DATA UNDER STUDY:

▬▬▬

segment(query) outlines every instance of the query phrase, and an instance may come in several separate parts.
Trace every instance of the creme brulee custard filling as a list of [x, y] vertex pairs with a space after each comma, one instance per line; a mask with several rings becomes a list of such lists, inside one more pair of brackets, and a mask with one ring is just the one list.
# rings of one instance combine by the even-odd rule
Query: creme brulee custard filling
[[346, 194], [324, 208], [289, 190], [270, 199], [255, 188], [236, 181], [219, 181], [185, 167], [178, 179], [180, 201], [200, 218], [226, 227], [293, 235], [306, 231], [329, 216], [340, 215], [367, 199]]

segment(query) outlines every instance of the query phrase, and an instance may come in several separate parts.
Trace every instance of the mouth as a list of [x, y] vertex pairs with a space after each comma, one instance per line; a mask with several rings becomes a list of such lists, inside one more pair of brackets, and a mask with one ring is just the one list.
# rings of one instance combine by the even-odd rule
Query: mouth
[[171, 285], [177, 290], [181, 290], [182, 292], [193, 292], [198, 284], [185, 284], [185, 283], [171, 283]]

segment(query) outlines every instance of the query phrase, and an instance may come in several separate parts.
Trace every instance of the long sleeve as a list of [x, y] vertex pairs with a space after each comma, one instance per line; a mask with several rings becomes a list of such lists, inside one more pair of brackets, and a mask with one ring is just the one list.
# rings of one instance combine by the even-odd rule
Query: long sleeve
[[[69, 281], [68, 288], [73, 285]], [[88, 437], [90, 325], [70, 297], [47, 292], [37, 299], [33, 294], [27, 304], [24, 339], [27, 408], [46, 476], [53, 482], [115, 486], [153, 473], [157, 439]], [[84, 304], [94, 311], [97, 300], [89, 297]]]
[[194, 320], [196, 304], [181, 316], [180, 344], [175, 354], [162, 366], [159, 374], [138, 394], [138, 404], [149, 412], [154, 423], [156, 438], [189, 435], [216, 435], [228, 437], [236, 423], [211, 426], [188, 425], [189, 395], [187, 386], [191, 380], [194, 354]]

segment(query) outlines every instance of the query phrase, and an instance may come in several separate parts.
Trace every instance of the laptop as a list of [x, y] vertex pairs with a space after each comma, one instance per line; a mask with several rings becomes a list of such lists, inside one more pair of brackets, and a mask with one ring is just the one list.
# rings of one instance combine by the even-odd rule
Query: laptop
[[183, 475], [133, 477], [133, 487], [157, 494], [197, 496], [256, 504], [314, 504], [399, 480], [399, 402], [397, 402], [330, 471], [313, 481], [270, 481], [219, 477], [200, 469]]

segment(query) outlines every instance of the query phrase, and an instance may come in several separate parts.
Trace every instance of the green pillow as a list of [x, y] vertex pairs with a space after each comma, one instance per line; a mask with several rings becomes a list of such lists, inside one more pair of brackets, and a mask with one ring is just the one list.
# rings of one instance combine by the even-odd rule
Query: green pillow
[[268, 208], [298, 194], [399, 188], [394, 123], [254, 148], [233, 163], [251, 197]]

▬▬▬

EXERCISE INSTRUCTIONS:
The records above must be reproduced word for word.

RESULT FOR THIS EXERCISE:
segment(query) outlines every instance of the query phrase, and an instance may come in several separate parts.
Trace every instance of the creme brulee custard filling as a list of [x, y] vertex pairs with a space after each comma, one instance per line; a mask with several rings becomes a list of such lists, inside one more pair of brackets, and a mask with one ring is just the one list.
# rings of one instance combine by the even-odd rule
Query: creme brulee custard filling
[[346, 194], [324, 208], [289, 190], [270, 199], [255, 188], [236, 181], [219, 181], [185, 167], [178, 179], [180, 201], [200, 218], [226, 227], [293, 235], [306, 231], [329, 216], [340, 215], [367, 199]]

segment(query) outlines every instance of the query phrase, and an instance may come in several separate parts.
Trace every instance of the mouth as a list of [x, y] vertex pairs with a space after each comma, one instance per line; a mask with several rings becomes a list of such lists, inside one more pair of brackets, and a mask with one ring is just the one list.
# rings of one instance combine by the even-odd rule
Query: mouth
[[171, 285], [177, 290], [181, 290], [182, 292], [193, 292], [198, 284], [185, 284], [185, 283], [171, 283]]

segment(query) outlines every instance of the query phrase, and an instance may come in several separate parts.
Trace every instance of the long sleeve as a list of [x, y] vertex pairs with a space after each comma, one instance per line; a mask with several rings becomes a list of such lists, inside one more pair of brackets, and a mask with one ring is just the one list.
# rings of one instance combine by the even-odd rule
Query: long sleeve
[[[69, 281], [68, 288], [73, 285]], [[88, 437], [90, 325], [70, 297], [47, 292], [37, 299], [33, 294], [27, 304], [24, 339], [27, 408], [46, 476], [53, 482], [115, 486], [153, 473], [157, 439]], [[84, 304], [94, 311], [97, 300], [89, 297]]]
[[194, 320], [196, 304], [181, 316], [180, 344], [175, 354], [162, 366], [159, 374], [138, 394], [138, 404], [149, 412], [154, 423], [156, 438], [189, 435], [216, 435], [228, 437], [236, 423], [211, 426], [188, 425], [189, 395], [187, 386], [191, 380], [194, 354]]

segment(query) outlines every instance of the query phrase, and an instance may come in several separate parts.
Trace every instance of the laptop as a list of [x, y] vertex pairs with a space after each comma, one instance per line; a mask with several rings becomes a list of such lists, inside one more pair of brackets, and a mask with one ring is just the one list.
# rings of one instance combine by the even-odd rule
Query: laptop
[[183, 475], [133, 477], [133, 487], [157, 494], [197, 496], [256, 504], [314, 504], [399, 480], [399, 402], [397, 402], [330, 471], [313, 481], [270, 481], [219, 477], [200, 469]]

segment(query) outlines every instance of the query phrase, and an instance may come in several separate parts.
Trace every instance of the green pillow as a list of [x, y] vertex pairs with a space after each comma, one instance per line; a mask with several rings becomes a list of such lists, inside one more pair of brackets, and a mask with one ring is just the one list.
# rings of one instance combine by the even-odd rule
Query: green pillow
[[268, 208], [298, 194], [399, 188], [394, 123], [254, 148], [233, 163], [251, 197]]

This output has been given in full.